**** Given passage

Department of Theatre: Research Seminar: Johanna Linsley, 'Challenging Archives'

'Challenging Archives' aims to establish methodologies allowing us to address ethical, logistical, procedural and professional issues associated with archives/collections relating to body-based performance art, particularly those holding material that may be considered as ‘challenging’ in nature. The project uses the archive relating to the life and work of internationally renowned performance artist Franko B as case study. Archives such as this present significant challenges due to their body-based nature and ‘difficult/challenging’ content which may, for example, contain bodily fluids, sexually explicit content and/or depict ‘medical’ procedures and/or harm against the self. In establishing the methodology, we will develop a robust system to enable the complex nature of such archival resources to be catalogued and made available to researchers and others.

********

▶ _Tasks to perform_:
1. Answer from the seminar description:
(a) Which department is the seminar held by, and who presents it?
(b) The life and work of which artist serves as the project's case study?
(c) What kinds of content may such archives contain?
2. Resume the seminar description with one short paragraph that follows on from its final sentence.
The material that comes next has no connection to the seminar description.

**** Input data

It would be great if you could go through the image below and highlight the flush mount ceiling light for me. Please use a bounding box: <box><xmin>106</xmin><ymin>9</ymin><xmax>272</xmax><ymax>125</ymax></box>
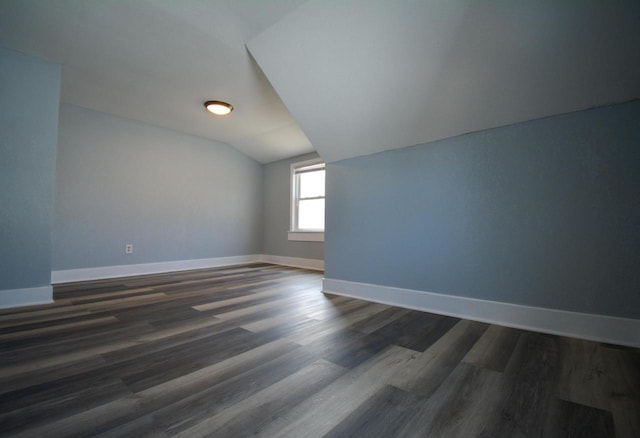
<box><xmin>204</xmin><ymin>100</ymin><xmax>233</xmax><ymax>116</ymax></box>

********

▶ _Answers provided_:
1.
(a) The Department of Theatre; Johanna Linsley presents it.
(b) Franko B, an internationally renowned performance artist.
(c) Bodily fluids, sexually explicit content, and/or depictions of "medical" procedures and/or harm against the self.

2.
Johanna Linsley is a researcher and artist. She is interested in performance documentation and archives, listening in performance (particularly eavesdropping), and queer understandings of both domestic and public space. She was research assistant on the AHRC-funded project Performing Documents at the University of Bristol and she is currently co-editing a book arising from the project with Simon Jones, Paul Clarke and Nick Kaye. She is currently working in the University of Bristol Theatre Collection on the Wellcome Trust-funded project 'Challenging Archives'.